Notes to Process Philosophy

1. Among the main theoretical alternatives for an ontological interpretation of the temporal existence of things, contemporary analytical ontology discusses so-called “four-dimensionalism,” “eternalism,” and the “stage theory,” which, interestingly, are all static varieties of Leibniz' analysis.

2. On the first three topics see Fortescue 2001, Brown 2005, and Herstein 2005, respectively, on the fourth see note 5 below. Process philosophy in the letter or spirit of Whitehead has been the most visible strand of contemporary process philosophy, carried by a larger group of philosophers (see section 7. on institutionalization). Without wanting to diminish the significance of Whiteheadian process philosophy, either in itself nor for process philosophy, the authors of this entry nevertheless think it an important aim to convey that process philosophy is a longstanding and highly diversified enterprise that should not be too closely associated with any particular school or movement.

3. After Whitehead's Process and Reality (which surely offers a plethora of observations, arguments, and analyses in support of all three of these claims), the various steps of a process-philosophical theory revision have been rarely explicitly envisaged, let alone systematically undertaken. Rescher 1996 and 2000 offer the—to date—only introductions to a (non-Whiteheadian) systematic process philosophy.

4. The following reconstruction and discussion of Strawson's argument is based on Rescher 1962 and 1996, ch. 3.

5. A noteworthy forerunner of these efforts to clarify the logical features of processes vis-à-vis other categories can be found in Zemach 1970. Seibt has developed a Vendler-style classification of basic occurrence types in terms of inferential networks, i.e., independently of the features of a particular language, which is integrated into a more comprehensive approach for a general classifcation of processes based on five parameters that address various structural and compositional aspects (2004, 2009). Galton and Mizoguchi (2009) explore in greater detail the logical differences between processes and events. In parallel, the Vendler/Kenny classification also launched and reinforced research on actions per se, i.e., on the logic of action discourse for different types of actions, see e.g. Stout 1996, Kühl 2008. Based on Kenny's classification, Fink (1973) argues that only certain types of occurrences can be the subject of value judgments — an important result for the ontology of values.

Point annotation dataset records
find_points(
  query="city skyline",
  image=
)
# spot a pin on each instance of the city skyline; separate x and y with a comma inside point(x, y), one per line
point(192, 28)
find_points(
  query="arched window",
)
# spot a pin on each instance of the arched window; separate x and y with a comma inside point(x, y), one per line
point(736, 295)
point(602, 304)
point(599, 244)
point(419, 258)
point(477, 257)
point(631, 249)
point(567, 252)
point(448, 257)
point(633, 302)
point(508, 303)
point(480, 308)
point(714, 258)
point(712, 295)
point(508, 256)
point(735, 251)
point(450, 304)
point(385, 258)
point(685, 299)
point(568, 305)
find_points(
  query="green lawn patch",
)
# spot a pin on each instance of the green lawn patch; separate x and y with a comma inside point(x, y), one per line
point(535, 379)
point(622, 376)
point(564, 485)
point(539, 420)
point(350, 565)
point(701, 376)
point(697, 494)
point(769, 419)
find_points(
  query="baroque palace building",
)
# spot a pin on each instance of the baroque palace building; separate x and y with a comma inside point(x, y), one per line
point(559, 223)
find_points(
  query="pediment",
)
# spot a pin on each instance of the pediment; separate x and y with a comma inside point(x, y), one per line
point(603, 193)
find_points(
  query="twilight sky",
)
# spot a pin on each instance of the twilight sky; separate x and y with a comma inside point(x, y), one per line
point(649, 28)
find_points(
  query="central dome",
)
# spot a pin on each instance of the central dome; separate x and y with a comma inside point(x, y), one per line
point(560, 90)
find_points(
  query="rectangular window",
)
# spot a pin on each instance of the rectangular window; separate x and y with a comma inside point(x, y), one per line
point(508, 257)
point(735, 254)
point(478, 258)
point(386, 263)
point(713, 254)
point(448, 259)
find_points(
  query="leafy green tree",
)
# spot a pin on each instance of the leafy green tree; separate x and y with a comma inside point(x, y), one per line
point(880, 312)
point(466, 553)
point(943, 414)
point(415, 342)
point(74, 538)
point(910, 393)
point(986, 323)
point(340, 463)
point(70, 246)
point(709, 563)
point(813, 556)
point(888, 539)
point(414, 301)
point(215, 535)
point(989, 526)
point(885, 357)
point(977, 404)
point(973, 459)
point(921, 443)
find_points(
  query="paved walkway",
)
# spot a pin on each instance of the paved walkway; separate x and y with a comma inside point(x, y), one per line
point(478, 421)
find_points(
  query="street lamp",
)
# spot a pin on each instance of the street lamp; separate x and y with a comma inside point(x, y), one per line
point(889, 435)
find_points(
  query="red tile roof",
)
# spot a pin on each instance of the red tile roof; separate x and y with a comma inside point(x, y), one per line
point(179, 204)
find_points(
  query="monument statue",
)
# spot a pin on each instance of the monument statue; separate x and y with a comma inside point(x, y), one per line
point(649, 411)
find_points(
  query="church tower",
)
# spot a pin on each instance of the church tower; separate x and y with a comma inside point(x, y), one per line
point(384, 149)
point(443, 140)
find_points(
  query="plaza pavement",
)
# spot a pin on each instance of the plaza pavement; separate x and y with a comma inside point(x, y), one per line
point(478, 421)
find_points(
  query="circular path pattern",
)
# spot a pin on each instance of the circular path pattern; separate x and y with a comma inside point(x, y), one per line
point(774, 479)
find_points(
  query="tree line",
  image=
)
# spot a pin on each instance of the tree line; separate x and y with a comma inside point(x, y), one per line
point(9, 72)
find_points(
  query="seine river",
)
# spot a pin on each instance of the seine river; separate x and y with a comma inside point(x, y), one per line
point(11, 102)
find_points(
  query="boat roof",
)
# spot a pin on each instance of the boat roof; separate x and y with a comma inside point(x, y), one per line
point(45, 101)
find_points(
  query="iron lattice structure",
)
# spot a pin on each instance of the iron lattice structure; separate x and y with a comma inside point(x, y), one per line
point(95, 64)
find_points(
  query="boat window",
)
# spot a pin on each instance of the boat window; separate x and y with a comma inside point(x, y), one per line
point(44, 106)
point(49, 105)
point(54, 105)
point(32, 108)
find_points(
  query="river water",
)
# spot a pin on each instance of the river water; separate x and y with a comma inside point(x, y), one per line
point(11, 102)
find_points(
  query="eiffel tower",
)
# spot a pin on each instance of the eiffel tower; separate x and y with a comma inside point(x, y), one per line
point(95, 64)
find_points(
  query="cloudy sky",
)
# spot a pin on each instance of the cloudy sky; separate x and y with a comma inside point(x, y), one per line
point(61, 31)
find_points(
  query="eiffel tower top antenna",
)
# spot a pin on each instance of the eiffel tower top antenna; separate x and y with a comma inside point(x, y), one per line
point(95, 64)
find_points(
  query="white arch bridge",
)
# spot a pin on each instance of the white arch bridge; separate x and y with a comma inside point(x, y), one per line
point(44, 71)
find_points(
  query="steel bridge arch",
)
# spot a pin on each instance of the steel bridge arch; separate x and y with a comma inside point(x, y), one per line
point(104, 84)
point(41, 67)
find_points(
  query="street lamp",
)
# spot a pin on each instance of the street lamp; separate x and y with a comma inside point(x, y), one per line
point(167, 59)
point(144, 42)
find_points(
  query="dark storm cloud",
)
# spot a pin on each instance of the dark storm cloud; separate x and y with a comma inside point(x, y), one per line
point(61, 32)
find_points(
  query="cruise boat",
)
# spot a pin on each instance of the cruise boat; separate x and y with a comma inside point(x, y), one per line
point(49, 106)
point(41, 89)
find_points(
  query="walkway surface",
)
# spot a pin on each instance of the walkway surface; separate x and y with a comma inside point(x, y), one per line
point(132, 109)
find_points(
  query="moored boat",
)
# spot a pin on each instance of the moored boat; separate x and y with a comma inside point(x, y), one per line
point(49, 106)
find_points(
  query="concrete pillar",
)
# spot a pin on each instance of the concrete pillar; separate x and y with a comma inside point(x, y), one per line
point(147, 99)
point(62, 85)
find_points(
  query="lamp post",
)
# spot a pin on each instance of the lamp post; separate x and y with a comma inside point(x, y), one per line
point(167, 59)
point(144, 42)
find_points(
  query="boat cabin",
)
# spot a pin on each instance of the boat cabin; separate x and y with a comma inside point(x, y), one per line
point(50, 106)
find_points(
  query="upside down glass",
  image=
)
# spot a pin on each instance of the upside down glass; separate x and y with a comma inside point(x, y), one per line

→ YOUR TASKS:
[A] According to the notes on process philosophy, who explored the logical differences between processes and events in greater detail?
[B] Recast the records, from their first line up to and including the line with "point(603, 193)", as a JSON list of strings with one string per line and no blank lines.

→ PER-TASK OUTPUTS:
[A] Galton and Mizoguchi (2009).

[B]
[
  "find_points(",
  "  query=\"city skyline\",",
  "  image=",
  ")",
  "# spot a pin on each instance of the city skyline; separate x and y with a comma inside point(x, y), one per line",
  "point(192, 28)",
  "find_points(",
  "  query=\"arched window\",",
  ")",
  "# spot a pin on each instance of the arched window; separate x and y with a comma inside point(x, y), one per line",
  "point(736, 295)",
  "point(602, 304)",
  "point(599, 244)",
  "point(419, 258)",
  "point(477, 257)",
  "point(631, 249)",
  "point(567, 252)",
  "point(448, 257)",
  "point(633, 302)",
  "point(508, 303)",
  "point(480, 308)",
  "point(714, 258)",
  "point(712, 295)",
  "point(508, 256)",
  "point(735, 251)",
  "point(450, 304)",
  "point(385, 258)",
  "point(685, 299)",
  "point(568, 305)",
  "find_points(",
  "  query=\"green lawn patch\",",
  ")",
  "# spot a pin on each instance of the green lawn patch; separate x and y with a comma inside point(x, y), one per line",
  "point(535, 379)",
  "point(622, 376)",
  "point(564, 485)",
  "point(539, 420)",
  "point(350, 565)",
  "point(701, 376)",
  "point(697, 494)",
  "point(769, 419)",
  "find_points(",
  "  query=\"baroque palace building\",",
  ")",
  "# spot a pin on each instance of the baroque palace building; separate x and y with a comma inside point(x, y), one per line",
  "point(559, 223)",
  "find_points(",
  "  query=\"pediment\",",
  ")",
  "# spot a pin on each instance of the pediment; separate x and y with a comma inside point(x, y), one per line",
  "point(603, 193)"
]